#### [Document segment]
:::::
Prove that: $2^{n} \equiv 1 \pmod {9} \implies 2^{n} \equiv 1 \pmod {7}$

Question

Prove that: $$2^{n} \equiv 1 \pmod {9} \implies 2^{n} \equiv 1 \pmod {7}$$ Please a hint and a help

Answer 1

Hint: Use Fermat–Euler's theorem.

Answer 2

Observe that $2^3\equiv-1\pmod9\implies$ord$_92=6\implies6\mid n$

If $n=6m,$ $$2^{6m}-1$$ is divisible by $$2^6-1$$ which is always divisible by $7$

Answer 3

Raise 2 to successive powers and check against $2^n \equiv 1$ (mod 9). You will find the least such $n$ is ... (fill in with your answer). Then show that if $2^n \equiv 1$ (mod 9) then $n$ must be divisible by that "least such $n$." Finally, show that this implies $2^n\equiv 1$ (mod 7) as well.

Answer 4

Put $n=6k+a, a \in \{0,1,..,5\}$. In this case,
$$2^n=2^{6k+a}=64^k.2^a \equiv 2^a \equiv 1 (\text{mod 9})$$ Imply that $a=0$. Then:
$$2^n=2^{6k}=64^k \equiv 1 (\text{mod 7}).$$
:::::
#### [Short exercise a]
Output the rows verbatim from the line holding "Pass this photo to locate to point out the boy's face." through the line holding "x=172, y=82", inclusive.

(Image object location rows)
:::::
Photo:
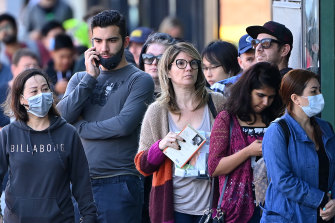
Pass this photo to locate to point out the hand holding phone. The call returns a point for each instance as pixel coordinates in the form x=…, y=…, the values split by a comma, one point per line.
x=92, y=62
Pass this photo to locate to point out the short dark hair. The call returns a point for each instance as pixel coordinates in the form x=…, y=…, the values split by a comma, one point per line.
x=110, y=18
x=160, y=38
x=222, y=53
x=24, y=52
x=53, y=24
x=259, y=75
x=62, y=41
x=10, y=19
x=16, y=92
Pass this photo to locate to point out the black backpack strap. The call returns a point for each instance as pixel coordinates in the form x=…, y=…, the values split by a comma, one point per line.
x=211, y=106
x=285, y=128
x=331, y=127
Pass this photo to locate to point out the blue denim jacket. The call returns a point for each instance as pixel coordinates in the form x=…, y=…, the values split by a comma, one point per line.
x=293, y=172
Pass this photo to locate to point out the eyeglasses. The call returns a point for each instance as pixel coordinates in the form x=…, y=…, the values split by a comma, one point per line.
x=205, y=69
x=182, y=64
x=149, y=58
x=6, y=27
x=265, y=43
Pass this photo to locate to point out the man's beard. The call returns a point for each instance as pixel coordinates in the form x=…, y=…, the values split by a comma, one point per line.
x=113, y=61
x=9, y=39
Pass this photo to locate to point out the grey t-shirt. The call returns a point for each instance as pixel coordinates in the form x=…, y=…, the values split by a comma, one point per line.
x=191, y=195
x=107, y=113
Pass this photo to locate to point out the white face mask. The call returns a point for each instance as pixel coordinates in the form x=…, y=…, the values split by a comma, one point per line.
x=39, y=105
x=315, y=106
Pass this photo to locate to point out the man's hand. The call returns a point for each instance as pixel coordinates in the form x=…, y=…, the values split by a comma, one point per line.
x=90, y=64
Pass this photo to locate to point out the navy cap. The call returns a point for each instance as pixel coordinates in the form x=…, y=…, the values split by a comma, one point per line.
x=140, y=34
x=280, y=31
x=244, y=44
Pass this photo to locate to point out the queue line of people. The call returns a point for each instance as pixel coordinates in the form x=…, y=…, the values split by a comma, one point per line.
x=106, y=105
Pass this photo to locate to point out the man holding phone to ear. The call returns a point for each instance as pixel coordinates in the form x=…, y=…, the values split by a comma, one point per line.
x=106, y=104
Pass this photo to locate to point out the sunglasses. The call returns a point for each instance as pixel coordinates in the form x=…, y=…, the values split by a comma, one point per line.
x=149, y=58
x=182, y=64
x=265, y=43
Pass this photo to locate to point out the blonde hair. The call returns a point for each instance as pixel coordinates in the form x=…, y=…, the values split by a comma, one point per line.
x=168, y=95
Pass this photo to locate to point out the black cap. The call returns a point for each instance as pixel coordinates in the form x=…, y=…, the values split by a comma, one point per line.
x=280, y=31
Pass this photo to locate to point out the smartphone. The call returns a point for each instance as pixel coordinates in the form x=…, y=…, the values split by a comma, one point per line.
x=97, y=63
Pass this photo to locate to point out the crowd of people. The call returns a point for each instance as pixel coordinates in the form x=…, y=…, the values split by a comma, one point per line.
x=84, y=130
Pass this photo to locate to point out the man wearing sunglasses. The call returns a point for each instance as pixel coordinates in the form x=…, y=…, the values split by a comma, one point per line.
x=272, y=43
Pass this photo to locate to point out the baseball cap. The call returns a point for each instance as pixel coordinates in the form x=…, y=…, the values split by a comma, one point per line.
x=140, y=34
x=244, y=44
x=280, y=31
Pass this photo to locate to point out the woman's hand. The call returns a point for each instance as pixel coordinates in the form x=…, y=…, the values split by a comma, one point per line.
x=328, y=211
x=170, y=140
x=255, y=148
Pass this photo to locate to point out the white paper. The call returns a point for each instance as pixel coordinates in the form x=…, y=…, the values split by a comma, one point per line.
x=194, y=141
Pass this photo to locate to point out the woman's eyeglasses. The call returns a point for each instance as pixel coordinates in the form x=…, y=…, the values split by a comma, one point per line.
x=265, y=43
x=149, y=58
x=182, y=64
x=205, y=69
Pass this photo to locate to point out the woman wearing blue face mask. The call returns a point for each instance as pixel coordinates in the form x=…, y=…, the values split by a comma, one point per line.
x=43, y=155
x=299, y=152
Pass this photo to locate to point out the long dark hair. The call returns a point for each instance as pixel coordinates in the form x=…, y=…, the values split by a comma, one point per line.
x=222, y=53
x=258, y=76
x=16, y=92
x=295, y=82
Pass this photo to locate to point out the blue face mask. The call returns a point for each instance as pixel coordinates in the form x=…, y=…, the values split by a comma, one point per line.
x=39, y=105
x=315, y=105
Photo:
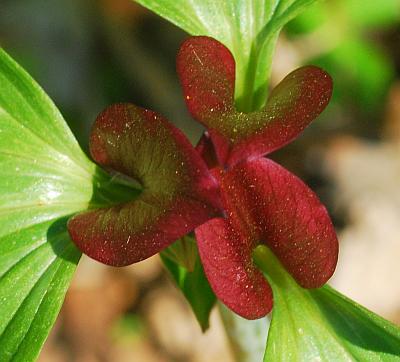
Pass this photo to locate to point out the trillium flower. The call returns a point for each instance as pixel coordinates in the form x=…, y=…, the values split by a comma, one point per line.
x=225, y=190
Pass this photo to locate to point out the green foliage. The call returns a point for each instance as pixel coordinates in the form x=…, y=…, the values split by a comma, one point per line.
x=248, y=28
x=321, y=323
x=345, y=32
x=45, y=177
x=193, y=283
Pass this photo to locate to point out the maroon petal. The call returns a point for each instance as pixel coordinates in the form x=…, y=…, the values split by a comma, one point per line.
x=296, y=101
x=206, y=69
x=207, y=73
x=177, y=188
x=227, y=262
x=278, y=209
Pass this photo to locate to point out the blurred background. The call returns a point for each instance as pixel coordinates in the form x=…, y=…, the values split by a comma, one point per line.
x=88, y=54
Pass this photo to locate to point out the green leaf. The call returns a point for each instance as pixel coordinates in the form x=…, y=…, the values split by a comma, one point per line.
x=248, y=28
x=45, y=177
x=321, y=324
x=247, y=337
x=193, y=283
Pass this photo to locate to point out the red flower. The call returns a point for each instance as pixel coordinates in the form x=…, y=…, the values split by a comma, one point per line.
x=233, y=197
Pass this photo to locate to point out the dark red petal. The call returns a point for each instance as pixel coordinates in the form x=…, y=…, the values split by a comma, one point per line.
x=296, y=101
x=227, y=262
x=177, y=187
x=206, y=69
x=277, y=208
x=207, y=73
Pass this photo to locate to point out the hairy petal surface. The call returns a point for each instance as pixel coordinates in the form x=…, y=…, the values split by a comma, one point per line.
x=207, y=72
x=226, y=255
x=275, y=207
x=177, y=191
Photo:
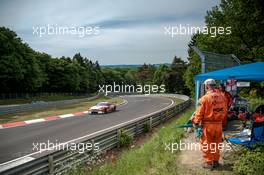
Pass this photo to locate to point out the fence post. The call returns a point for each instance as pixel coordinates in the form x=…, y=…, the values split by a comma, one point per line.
x=118, y=138
x=137, y=128
x=51, y=165
x=150, y=123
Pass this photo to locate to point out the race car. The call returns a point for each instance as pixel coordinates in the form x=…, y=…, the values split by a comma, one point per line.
x=102, y=108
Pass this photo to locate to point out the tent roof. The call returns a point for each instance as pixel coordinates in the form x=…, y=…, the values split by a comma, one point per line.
x=253, y=71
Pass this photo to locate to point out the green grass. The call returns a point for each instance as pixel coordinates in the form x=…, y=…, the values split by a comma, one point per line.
x=83, y=106
x=54, y=97
x=150, y=158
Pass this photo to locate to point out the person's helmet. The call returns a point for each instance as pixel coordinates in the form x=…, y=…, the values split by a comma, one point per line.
x=209, y=81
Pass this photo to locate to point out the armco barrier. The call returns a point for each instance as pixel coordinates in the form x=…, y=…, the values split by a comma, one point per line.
x=40, y=105
x=60, y=161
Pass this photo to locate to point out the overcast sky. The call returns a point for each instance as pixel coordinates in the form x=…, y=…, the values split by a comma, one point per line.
x=130, y=31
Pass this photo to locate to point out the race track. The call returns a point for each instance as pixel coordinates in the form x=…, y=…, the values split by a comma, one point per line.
x=18, y=141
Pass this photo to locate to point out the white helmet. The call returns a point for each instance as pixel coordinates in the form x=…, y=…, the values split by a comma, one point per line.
x=210, y=81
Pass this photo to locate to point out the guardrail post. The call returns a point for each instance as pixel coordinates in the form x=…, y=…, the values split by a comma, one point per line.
x=118, y=137
x=92, y=145
x=150, y=123
x=51, y=165
x=166, y=115
x=137, y=128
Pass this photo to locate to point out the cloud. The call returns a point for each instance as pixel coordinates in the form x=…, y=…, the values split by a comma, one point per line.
x=131, y=32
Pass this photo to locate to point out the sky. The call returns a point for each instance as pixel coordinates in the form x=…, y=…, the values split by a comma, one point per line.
x=128, y=31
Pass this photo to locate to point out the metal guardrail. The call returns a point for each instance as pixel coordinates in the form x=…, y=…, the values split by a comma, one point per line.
x=41, y=105
x=60, y=161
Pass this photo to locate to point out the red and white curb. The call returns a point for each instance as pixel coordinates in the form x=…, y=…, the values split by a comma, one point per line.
x=46, y=119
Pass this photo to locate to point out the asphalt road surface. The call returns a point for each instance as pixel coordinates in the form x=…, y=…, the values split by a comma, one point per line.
x=18, y=141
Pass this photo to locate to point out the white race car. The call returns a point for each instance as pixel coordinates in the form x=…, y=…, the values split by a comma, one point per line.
x=102, y=108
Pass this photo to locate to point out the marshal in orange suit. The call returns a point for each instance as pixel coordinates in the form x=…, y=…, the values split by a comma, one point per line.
x=210, y=115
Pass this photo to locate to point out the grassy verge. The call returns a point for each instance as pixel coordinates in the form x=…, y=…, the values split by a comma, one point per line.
x=83, y=106
x=54, y=97
x=150, y=158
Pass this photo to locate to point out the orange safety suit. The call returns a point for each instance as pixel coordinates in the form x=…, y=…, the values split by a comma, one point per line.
x=228, y=99
x=210, y=115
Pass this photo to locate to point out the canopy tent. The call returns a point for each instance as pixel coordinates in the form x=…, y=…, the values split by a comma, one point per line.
x=253, y=71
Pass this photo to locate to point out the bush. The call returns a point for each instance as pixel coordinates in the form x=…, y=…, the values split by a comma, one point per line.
x=146, y=127
x=251, y=162
x=125, y=140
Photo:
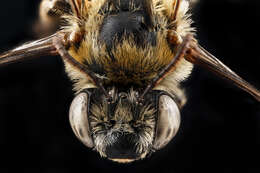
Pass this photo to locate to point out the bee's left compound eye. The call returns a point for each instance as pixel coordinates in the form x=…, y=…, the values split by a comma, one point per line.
x=79, y=119
x=168, y=122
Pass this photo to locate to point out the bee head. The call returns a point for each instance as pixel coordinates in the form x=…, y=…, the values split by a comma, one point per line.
x=123, y=129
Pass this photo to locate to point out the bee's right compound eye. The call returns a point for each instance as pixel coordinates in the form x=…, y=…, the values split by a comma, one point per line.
x=79, y=119
x=168, y=122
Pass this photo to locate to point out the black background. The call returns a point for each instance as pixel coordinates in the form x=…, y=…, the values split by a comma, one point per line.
x=220, y=130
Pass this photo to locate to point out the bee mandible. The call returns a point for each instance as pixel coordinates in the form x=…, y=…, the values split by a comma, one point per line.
x=127, y=59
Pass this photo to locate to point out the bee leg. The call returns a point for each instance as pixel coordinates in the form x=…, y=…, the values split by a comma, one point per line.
x=50, y=12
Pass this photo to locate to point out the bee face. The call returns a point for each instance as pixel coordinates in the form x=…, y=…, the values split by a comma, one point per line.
x=123, y=129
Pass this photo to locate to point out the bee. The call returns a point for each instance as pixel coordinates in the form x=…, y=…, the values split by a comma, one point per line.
x=127, y=59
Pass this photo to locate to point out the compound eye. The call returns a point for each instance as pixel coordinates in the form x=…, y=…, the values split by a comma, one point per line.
x=168, y=122
x=79, y=119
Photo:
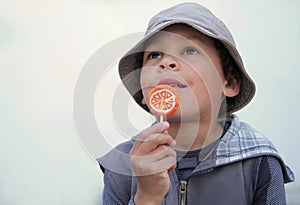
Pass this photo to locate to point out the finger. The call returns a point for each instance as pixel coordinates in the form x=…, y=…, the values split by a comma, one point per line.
x=154, y=141
x=165, y=164
x=161, y=159
x=155, y=128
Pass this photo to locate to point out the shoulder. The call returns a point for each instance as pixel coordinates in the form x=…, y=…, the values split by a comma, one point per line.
x=241, y=141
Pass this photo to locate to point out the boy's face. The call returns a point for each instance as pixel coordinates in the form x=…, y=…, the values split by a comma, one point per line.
x=188, y=61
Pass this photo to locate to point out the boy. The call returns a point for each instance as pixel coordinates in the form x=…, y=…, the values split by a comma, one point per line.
x=203, y=154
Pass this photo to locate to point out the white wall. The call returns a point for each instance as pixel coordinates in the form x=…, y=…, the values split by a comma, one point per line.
x=44, y=45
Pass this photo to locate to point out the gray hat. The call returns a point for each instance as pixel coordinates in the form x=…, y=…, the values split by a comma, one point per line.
x=201, y=19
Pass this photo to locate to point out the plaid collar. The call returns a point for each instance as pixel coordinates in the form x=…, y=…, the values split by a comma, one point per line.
x=240, y=142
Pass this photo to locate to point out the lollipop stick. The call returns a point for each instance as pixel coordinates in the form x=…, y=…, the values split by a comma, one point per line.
x=161, y=118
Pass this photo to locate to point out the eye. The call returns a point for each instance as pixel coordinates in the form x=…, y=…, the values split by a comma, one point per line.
x=191, y=51
x=154, y=55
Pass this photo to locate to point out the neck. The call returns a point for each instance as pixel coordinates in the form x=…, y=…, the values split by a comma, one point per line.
x=195, y=135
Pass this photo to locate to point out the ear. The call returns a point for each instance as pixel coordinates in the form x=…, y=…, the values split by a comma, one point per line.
x=231, y=88
x=143, y=101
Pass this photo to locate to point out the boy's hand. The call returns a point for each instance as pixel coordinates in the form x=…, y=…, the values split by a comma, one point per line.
x=152, y=158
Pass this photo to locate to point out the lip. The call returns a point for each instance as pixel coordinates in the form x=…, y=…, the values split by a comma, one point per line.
x=172, y=82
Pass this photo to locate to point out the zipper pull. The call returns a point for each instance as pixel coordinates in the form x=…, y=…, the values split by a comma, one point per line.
x=182, y=192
:::::
#### [Short exercise b]
Return the entire thread on proving that 2^n ≡ 1 (mod 9) implies 2^n ≡ 1 (mod 7), unchanged.

#### [Finished answer a]
Pass this photo to locate to point out the boy's face. The call returns a point for each instance as pixel coordinates in the form x=…, y=…, the values split by a comma, one point per line.
x=188, y=61
Pass this photo to locate to point out the boy. The call returns a point for each instance as pixel coordinates in the form x=…, y=…, the values split by a comma, one point per line.
x=203, y=154
Pass this photo to locate to point out the white wall. The call returns a point for each instance as pixel coordinates in the form x=…, y=…, the values split by a comma, one point per line.
x=44, y=45
Pass this photo to locate to point out the gray hat. The call returns a point for each instance as pixel coordinates in the form x=…, y=…, the values split by a comma, one point per line.
x=201, y=19
Pass this photo to locate to point out the plaid collar. The call returns a point for each instance as pixel coordinates in the form x=…, y=…, the values split by a comma, one point per line.
x=240, y=142
Pass this photo to locate to point out the lollipop stick. The call returns a point for each instance as pixel coordinates in the form x=…, y=…, the values split by a comma, one point per line.
x=161, y=118
Pass this photo to locate to point out the eye. The call returns a point for each instance as pixel coordinates in the form x=…, y=…, the values split by a comma, one point per line.
x=191, y=51
x=154, y=55
Pass this photo to locate to point out the neck. The call returns a point for each instance as pixel coordinates in the form x=…, y=…, the values split by a comma, one point per line.
x=195, y=135
Pass this photo to locate to point out the ear. The call returns a point for each instance as pixel coordinates in the form x=…, y=…, the values split by a comma, one point per line.
x=231, y=88
x=143, y=101
Pass this photo to locate to point out the boy's hand. The call returns a point for each instance as pixel coordinates in the form x=…, y=…, the values split by a comma, one point per line.
x=152, y=158
Pass this photo to locate to point out the lip. The call returns a point for each instance as pixel coordinates in the form x=…, y=…, the values split by a comma, one point per line.
x=172, y=82

#### [Finished answer b]
Prove that: $2^{n} \equiv 1 \pmod {9} \implies 2^{n} \equiv 1 \pmod {7}$

Question

Prove that: $$2^{n} \equiv 1 \pmod {9} \implies 2^{n} \equiv 1 \pmod {7}$$ Please a hint and a help

Answer 1

Hint: Use Fermat–Euler's theorem.

Answer 2

Observe that $2^3\equiv-1\pmod9\implies$ord$_92=6\implies6\mid n$

If $n=6m,$ $$2^{6m}-1$$ is divisible by $$2^6-1$$ which is always divisible by $7$

Answer 3

Raise 2 to successive powers and check against $2^n \equiv 1$ (mod 9). You will find the least such $n$ is ... (fill in with your answer). Then show that if $2^n \equiv 1$ (mod 9) then $n$ must be divisible by that "least such $n$." Finally, show that this implies $2^n\equiv 1$ (mod 7) as well.

Answer 4

Put $n=6k+a, a \in \{0,1,..,5\}$. In this case,
$$2^n=2^{6k+a}=64^k.2^a \equiv 2^a \equiv 1 (\text{mod 9})$$ Imply that $a=0$. Then:
$$2^n=2^{6k}=64^k \equiv 1 (\text{mod 7}).$$